## Extract
^^^^
VTG AG boosts revenue in first nine months of 2017 – Railcar capacity utilization at highest level since the end of 2008

- Further increase in revenue

- Railcar capacity utilization at highest level since the end of 2008

- Revenue and EBITDA up again at Rail Logistics

- One-time charges prompt slight decline in Group EBITDA and Group net profit

 

VTG Aktiengesellschaft (WKN: VTG999), one of the leading railcar leasing and rail logistics companies in Europe, increased its revenue in the first nine months of 2017. Group revenue improved to EUR 750.2 million, slightly up on the same period a year ago (9M 2016: EUR 742.0 million). Despite this increase, EBITDA of EUR 250.7 million fell just short of the previous year's figure (9M 2016: EUR 255.9 million). This drop is attributable essentially to one-time charges for the preparation of unleased wagons and the planned takeover of the Nacco Group. Accordingly, Group net profit of EUR 44.1 million was slightly down on the figure for the same period of the previous year (9M 2016: EUR 45.0 million). Earnings per share (EPS) followed suit, slipping from EUR 1.24 in the comparable period of 2016 to EUR 1.21 in the period under review.
^^^^
## Dataset
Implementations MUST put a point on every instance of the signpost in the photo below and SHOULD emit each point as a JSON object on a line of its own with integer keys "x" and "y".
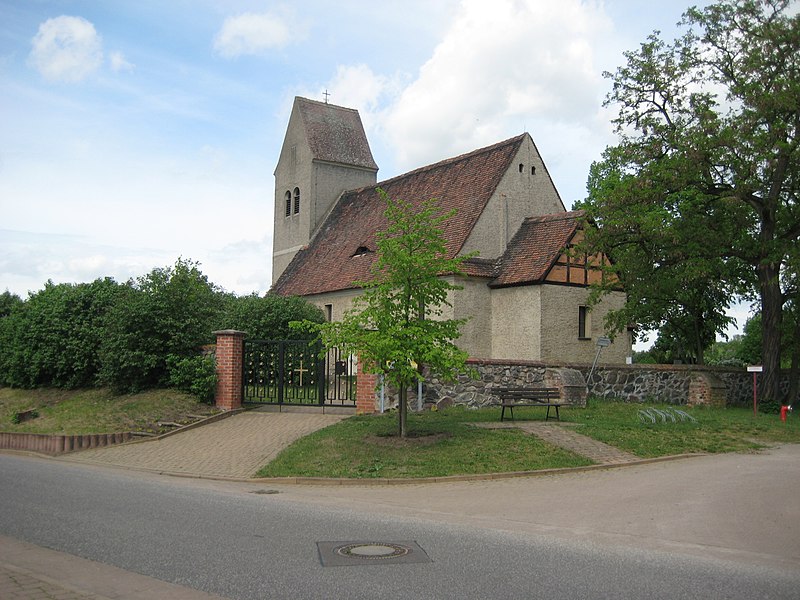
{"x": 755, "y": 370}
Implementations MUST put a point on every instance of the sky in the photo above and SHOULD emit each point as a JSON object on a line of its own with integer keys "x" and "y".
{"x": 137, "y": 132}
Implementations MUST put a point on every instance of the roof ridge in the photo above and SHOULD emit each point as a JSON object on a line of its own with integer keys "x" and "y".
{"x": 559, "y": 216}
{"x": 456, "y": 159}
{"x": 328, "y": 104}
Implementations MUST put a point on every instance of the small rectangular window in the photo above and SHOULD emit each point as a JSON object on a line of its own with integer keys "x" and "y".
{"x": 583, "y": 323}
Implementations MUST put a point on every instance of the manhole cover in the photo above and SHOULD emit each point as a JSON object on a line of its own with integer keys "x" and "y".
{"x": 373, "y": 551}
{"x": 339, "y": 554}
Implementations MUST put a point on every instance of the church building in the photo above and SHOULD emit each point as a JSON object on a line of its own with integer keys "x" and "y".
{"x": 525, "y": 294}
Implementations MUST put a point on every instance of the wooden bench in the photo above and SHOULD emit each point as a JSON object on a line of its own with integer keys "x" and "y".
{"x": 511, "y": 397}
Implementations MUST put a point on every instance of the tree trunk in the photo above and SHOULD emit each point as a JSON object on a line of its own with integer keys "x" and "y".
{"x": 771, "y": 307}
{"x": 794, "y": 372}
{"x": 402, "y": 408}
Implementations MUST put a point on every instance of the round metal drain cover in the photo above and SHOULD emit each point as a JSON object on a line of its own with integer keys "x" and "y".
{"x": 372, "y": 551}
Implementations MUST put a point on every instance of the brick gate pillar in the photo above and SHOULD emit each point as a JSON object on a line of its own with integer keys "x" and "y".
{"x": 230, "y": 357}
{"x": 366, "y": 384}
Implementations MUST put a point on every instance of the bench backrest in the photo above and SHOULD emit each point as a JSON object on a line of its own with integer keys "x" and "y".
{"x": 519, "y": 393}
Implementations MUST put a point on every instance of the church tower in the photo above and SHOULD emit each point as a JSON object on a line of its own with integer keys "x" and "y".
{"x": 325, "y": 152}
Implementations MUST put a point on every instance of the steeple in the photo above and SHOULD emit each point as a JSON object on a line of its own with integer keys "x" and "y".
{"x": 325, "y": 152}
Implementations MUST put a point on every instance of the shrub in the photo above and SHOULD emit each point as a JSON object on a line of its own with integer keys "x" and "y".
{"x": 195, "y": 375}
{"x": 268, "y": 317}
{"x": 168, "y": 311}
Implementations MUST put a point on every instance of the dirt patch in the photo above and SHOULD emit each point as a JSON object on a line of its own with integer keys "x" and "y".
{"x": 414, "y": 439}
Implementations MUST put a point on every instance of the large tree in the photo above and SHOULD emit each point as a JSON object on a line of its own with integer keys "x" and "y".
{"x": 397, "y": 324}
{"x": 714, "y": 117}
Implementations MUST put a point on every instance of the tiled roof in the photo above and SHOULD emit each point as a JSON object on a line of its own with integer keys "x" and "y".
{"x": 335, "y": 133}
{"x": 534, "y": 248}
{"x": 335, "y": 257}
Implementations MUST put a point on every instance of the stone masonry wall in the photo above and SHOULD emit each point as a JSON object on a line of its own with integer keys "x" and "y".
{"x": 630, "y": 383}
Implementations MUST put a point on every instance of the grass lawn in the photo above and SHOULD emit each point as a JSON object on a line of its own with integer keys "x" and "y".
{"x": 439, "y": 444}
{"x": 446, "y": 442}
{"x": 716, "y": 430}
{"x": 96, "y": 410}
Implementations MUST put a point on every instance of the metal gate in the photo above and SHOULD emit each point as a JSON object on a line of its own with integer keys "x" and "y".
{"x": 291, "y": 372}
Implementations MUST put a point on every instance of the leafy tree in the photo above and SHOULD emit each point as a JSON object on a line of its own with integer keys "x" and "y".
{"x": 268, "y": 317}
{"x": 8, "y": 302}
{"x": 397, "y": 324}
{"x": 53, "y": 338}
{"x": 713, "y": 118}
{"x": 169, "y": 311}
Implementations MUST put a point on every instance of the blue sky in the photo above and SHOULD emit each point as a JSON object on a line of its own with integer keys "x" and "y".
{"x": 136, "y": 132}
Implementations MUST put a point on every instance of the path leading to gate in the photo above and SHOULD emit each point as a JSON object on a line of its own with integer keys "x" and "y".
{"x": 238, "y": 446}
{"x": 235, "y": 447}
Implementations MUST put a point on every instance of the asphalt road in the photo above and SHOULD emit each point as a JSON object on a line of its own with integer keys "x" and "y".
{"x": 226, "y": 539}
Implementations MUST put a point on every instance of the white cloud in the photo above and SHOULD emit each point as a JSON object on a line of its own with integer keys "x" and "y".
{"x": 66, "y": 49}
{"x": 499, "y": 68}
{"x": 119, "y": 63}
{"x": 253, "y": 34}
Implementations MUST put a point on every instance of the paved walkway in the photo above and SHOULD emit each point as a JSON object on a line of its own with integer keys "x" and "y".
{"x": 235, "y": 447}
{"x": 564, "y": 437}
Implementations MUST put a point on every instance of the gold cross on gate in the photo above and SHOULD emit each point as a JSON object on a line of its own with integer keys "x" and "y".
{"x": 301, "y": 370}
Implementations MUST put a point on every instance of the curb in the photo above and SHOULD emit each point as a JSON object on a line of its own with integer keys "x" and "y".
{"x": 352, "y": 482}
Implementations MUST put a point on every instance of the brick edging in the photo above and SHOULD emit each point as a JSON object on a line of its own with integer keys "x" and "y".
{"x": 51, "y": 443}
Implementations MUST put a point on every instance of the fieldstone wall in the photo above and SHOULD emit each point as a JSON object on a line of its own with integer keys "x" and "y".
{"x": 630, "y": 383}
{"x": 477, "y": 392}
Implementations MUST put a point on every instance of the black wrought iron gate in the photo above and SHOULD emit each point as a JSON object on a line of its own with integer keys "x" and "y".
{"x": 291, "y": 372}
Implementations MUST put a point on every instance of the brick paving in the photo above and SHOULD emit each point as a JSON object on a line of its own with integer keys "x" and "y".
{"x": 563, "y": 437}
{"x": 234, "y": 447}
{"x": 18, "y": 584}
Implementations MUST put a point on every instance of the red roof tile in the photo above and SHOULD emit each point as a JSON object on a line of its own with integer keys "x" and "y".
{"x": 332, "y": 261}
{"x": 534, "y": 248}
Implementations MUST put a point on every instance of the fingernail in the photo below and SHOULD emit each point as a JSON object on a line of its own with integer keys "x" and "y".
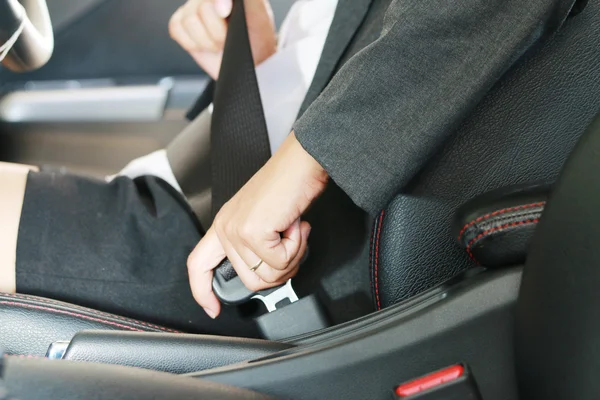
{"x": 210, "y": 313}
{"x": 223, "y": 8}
^^^^
## What you have to do
List every 9M 2016 comparison figure in the VTG earnings report, with the measure each one belongs to. The entries stand apart from the VTG earnings report and have no connection to it.

## Answer to this problem
- Group revenue: EUR 742.0 million
- EBITDA: EUR 255.9 million
- Group net profit: EUR 45.0 million
- Earnings per share (EPS): EUR 1.24